What you are asked to do: Copy the data exactly.

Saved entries

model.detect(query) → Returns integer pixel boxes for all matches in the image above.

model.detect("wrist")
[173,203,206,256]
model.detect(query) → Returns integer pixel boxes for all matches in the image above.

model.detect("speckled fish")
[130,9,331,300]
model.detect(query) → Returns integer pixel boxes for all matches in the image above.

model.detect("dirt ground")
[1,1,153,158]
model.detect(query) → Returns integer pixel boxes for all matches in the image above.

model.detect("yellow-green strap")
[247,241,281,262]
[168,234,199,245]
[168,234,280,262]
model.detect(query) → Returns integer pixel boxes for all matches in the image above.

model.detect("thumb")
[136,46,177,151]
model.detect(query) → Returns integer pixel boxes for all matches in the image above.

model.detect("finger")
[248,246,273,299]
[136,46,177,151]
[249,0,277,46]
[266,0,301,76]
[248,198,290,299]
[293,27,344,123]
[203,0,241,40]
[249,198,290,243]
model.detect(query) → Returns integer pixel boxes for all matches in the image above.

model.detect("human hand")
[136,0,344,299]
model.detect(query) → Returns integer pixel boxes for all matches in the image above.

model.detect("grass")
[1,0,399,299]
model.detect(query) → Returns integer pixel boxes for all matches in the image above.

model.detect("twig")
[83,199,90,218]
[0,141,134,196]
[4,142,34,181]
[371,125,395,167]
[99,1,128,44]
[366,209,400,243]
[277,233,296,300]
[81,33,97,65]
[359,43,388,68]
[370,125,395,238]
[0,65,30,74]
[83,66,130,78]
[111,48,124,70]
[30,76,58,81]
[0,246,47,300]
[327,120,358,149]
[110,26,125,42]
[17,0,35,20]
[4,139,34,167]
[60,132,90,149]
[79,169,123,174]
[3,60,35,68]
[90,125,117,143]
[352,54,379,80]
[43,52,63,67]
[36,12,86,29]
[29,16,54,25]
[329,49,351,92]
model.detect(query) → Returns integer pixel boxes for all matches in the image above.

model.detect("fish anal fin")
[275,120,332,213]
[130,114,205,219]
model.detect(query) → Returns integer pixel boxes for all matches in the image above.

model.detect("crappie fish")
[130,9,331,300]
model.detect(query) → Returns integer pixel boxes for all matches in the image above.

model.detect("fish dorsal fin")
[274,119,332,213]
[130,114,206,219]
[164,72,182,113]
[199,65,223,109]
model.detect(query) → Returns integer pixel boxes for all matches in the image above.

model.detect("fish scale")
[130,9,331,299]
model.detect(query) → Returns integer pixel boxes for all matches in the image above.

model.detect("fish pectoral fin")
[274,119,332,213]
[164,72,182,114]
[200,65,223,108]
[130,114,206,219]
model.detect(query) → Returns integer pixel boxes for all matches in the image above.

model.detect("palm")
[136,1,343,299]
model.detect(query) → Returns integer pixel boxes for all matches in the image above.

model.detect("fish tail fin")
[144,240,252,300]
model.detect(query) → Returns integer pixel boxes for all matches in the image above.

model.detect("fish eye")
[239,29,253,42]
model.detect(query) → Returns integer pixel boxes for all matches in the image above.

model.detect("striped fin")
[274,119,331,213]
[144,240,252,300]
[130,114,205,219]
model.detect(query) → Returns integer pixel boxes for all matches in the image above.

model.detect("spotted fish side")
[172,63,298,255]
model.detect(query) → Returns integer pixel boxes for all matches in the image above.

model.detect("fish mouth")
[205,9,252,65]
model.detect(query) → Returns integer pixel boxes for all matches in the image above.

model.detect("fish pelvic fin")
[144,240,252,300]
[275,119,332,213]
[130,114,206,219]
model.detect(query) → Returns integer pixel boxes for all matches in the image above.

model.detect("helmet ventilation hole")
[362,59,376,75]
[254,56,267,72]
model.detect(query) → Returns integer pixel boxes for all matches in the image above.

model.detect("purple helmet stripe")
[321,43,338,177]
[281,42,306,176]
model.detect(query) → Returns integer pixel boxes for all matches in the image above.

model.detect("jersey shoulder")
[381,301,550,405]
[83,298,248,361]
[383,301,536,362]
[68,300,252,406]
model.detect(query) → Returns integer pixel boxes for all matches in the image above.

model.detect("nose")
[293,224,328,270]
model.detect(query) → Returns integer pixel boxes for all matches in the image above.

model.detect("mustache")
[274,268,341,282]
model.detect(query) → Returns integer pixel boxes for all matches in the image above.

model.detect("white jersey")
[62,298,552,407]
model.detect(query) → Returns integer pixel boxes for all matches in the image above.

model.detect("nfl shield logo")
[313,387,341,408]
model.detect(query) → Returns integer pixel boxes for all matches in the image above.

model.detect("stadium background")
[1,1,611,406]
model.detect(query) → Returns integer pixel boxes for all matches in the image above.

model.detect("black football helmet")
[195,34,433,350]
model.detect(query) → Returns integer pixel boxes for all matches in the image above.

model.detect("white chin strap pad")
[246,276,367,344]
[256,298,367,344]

Written solution:
model.detect(query) → Returns integer pixel boxes for all matches in the image above.

model.detect("wrist")
[173,203,206,256]
model.detect(query) → Returns integer pixel boxes for all matches in the image above.

model.detect("speckled fish")
[130,9,331,300]
model.detect(query) → Returns integer pixel boxes for all matches in the image above.

model.detect("dirt ground")
[1,1,153,158]
model.detect(query) → Returns integer pixel boxes for all matches in the image above.

model.detect("yellow-green strap")
[247,241,281,262]
[168,234,199,245]
[168,234,280,262]
model.detect(query) → Returns integer pixel boxes for all matches in the image above.

model.detect("thumb")
[136,46,177,151]
model.detect(query) → Returns integer pixel boxes for all matches in the image above.

model.detect("finger")
[248,246,273,299]
[136,46,177,151]
[249,0,277,46]
[266,0,301,76]
[248,198,290,299]
[293,27,344,123]
[203,0,241,40]
[249,198,290,243]
model.detect(query) → Returns integer pixel boxes for all matches in the image above.

model.detect("human hand")
[136,0,344,299]
model.detect(query) → Returns integer pixel boxes for all matches in the image above.

model.detect("grass")
[1,0,399,299]
model.detect(query) → Returns integer pixel boxes for all matches in the image above.

model.detect("twig")
[83,199,90,218]
[0,141,134,196]
[4,142,34,181]
[371,125,395,167]
[99,1,128,44]
[366,209,400,243]
[277,233,296,300]
[81,33,97,65]
[359,43,388,68]
[370,125,395,238]
[0,65,30,74]
[83,66,130,78]
[111,48,124,70]
[30,76,58,81]
[0,246,47,300]
[327,120,358,149]
[110,26,125,42]
[17,0,35,20]
[4,139,34,167]
[60,132,90,149]
[79,169,123,174]
[3,60,35,68]
[90,125,117,143]
[352,54,379,80]
[43,52,63,67]
[36,12,86,29]
[29,16,54,25]
[329,49,351,92]
model.detect(query) → Returns integer pixel boxes for all matches in the image above.

model.detect("fish anal fin")
[275,120,332,213]
[130,114,205,219]
model.detect(query) → Returns integer pixel boxes for all matches in the image above.

model.detect("crappie fish")
[130,9,331,300]
model.detect(query) → Returns integer pixel boxes for all matches in the image above.

model.detect("fish dorsal fin")
[274,119,332,213]
[130,114,206,219]
[164,72,182,113]
[199,65,223,109]
model.detect(query) → Returns integer pixel boxes for all matches in the image above.

model.detect("fish scale")
[130,9,331,299]
model.detect(query) → Returns integer pixel boxes for all matches in the image above.

model.detect("fish pectoral fin")
[274,119,332,213]
[164,72,182,114]
[200,65,223,108]
[130,114,206,219]
model.detect(query) → Returns integer pixel boxes for all matches in the image above.

model.detect("palm")
[136,1,343,299]
model.detect(query) → Returns integer pixel boxes for all matches in the image above.

model.detect("fish tail fin")
[144,240,252,300]
model.detect(query) → Returns integer pixel boxes for all matches in the image above.

model.detect("fish eye")
[239,29,253,42]
model.detect(query) → Returns integer pixel boxes for all matches in the image above.

model.detect("striped fin")
[274,119,331,213]
[144,240,252,300]
[130,114,205,219]
model.detect(query) → Returns integer pixel boxes for all matches in the image above.

model.detect("spotted fish side")
[172,63,298,255]
model.detect(query) → Returns integer pixel boxes for all matches in the image above.

model.detect("fish mouth")
[205,9,252,65]
model.detect(query) → Returns integer pixel boxes for all matches in the image above.

model.detect("fish pelvic fin")
[144,240,252,300]
[275,119,332,213]
[130,114,206,219]
model.detect(query) → Returns integer pixel boxes for all matches in the image above.

model.detect("helmet ventilation hole")
[362,59,376,75]
[254,56,267,72]
model.detect(query) → Returns integer pixel boxes for all matches in the image above.

model.detect("purple helmet stripe")
[321,43,338,177]
[281,42,306,176]
model.detect(query) → Returns integer pixel boxes for all matches in the image above.

model.detect("jersey shoulder")
[381,301,550,405]
[83,298,248,361]
[383,301,536,362]
[68,300,252,406]
model.detect(query) → Returns integer pixel boxes for all matches in the image above.

model.detect("nose")
[293,224,328,270]
model.detect(query) → Returns integer pixel boxes for all matches in the image above.

model.detect("mustache")
[274,268,341,282]
model.detect(query) → Returns integer pixel boxes for all matches in the image above.

model.detect("white jersey")
[62,298,552,407]
model.detect(query) → Returns integer pixel boxes for all matches in the image above.

model.detect("nfl shield logo")
[313,387,341,408]
model.detect(query) → Returns integer pixel boxes for all matches in the image above.

model.detect("stadium background")
[1,1,611,406]
model.detect(query) → Returns integer pixel boxes for all matches in the image above.

model.detect("black football helmet")
[195,34,433,350]
model.detect(query) → Returns integer pixel boxes for all matches in the image above.

model.detect("white chin strap pad")
[246,276,367,344]
[256,298,367,344]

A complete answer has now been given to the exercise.